Supplied information Start Marker
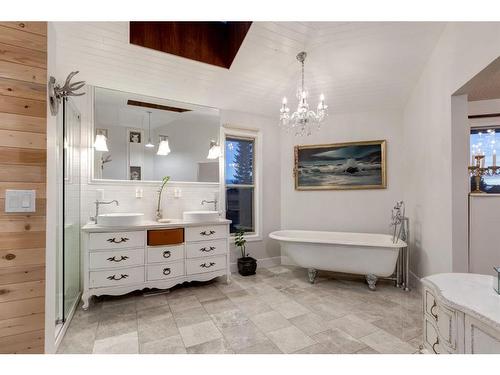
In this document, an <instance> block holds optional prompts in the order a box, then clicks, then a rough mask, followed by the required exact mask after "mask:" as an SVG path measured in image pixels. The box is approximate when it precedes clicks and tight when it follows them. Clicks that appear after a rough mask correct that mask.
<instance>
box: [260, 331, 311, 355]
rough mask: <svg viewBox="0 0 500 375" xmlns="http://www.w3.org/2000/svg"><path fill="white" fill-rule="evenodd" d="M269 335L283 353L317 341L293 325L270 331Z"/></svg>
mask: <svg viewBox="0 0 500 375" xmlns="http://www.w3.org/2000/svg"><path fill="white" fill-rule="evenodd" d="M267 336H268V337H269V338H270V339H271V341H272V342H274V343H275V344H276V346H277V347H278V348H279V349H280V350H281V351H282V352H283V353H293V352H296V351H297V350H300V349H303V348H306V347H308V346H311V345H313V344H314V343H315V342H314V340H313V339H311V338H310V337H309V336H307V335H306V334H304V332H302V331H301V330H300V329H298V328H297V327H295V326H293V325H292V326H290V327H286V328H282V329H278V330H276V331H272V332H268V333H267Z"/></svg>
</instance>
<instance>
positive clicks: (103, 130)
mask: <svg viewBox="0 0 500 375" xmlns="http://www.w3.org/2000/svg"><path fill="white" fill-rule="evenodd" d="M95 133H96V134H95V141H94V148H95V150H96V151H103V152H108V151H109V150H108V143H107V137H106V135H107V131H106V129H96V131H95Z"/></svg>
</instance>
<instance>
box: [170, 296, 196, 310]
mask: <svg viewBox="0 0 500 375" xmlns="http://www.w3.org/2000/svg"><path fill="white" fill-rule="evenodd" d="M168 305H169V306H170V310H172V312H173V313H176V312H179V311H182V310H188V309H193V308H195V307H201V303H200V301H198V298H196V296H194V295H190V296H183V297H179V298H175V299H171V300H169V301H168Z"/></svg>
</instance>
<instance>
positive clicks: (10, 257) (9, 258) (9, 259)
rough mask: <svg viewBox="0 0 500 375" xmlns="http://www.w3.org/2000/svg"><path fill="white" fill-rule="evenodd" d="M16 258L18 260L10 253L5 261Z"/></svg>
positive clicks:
Supplied information End Marker
▶ Your instructions:
Please repeat each line above exactly as it appears, but omit the pictures.

▶ Response for this exercise:
In this document, an <instance> block holds optional prompts in the order a box, then clicks, then a rough mask, followed by the required exact mask after "mask:" as an SVG path measured in image pixels. The box is approximate when it precedes clicks and tight when it follows them. Clicks that appear after a rough mask correct that mask.
<instance>
box: [260, 331, 311, 355]
rough mask: <svg viewBox="0 0 500 375" xmlns="http://www.w3.org/2000/svg"><path fill="white" fill-rule="evenodd" d="M269 335L283 353L317 341L293 325L270 331Z"/></svg>
mask: <svg viewBox="0 0 500 375" xmlns="http://www.w3.org/2000/svg"><path fill="white" fill-rule="evenodd" d="M267 336H268V337H269V338H270V339H271V341H272V342H274V343H275V344H276V346H277V347H278V348H279V349H280V350H281V351H282V352H283V353H293V352H296V351H297V350H300V349H303V348H306V347H308V346H311V345H313V344H314V343H315V342H314V340H313V339H311V338H310V337H309V336H307V335H306V334H304V332H302V331H301V330H300V329H298V328H297V327H295V326H293V325H292V326H290V327H286V328H282V329H278V330H276V331H272V332H268V333H267Z"/></svg>
</instance>
<instance>
positive clicks: (103, 130)
mask: <svg viewBox="0 0 500 375" xmlns="http://www.w3.org/2000/svg"><path fill="white" fill-rule="evenodd" d="M95 133H96V134H95V141H94V148H95V150H96V151H103V152H108V151H109V150H108V143H107V137H106V135H107V131H106V129H96V131H95Z"/></svg>
</instance>
<instance>
box: [170, 296, 196, 310]
mask: <svg viewBox="0 0 500 375" xmlns="http://www.w3.org/2000/svg"><path fill="white" fill-rule="evenodd" d="M168 305H169V306H170V310H172V312H173V313H176V312H179V311H182V310H188V309H193V308H195V307H201V303H200V301H198V298H196V296H194V295H190V296H183V297H179V298H175V299H171V300H169V301H168Z"/></svg>
</instance>
<instance>
positive clicks: (10, 257) (9, 258) (9, 259)
rough mask: <svg viewBox="0 0 500 375" xmlns="http://www.w3.org/2000/svg"><path fill="white" fill-rule="evenodd" d="M16 258L18 260L10 253L5 261Z"/></svg>
positive clicks:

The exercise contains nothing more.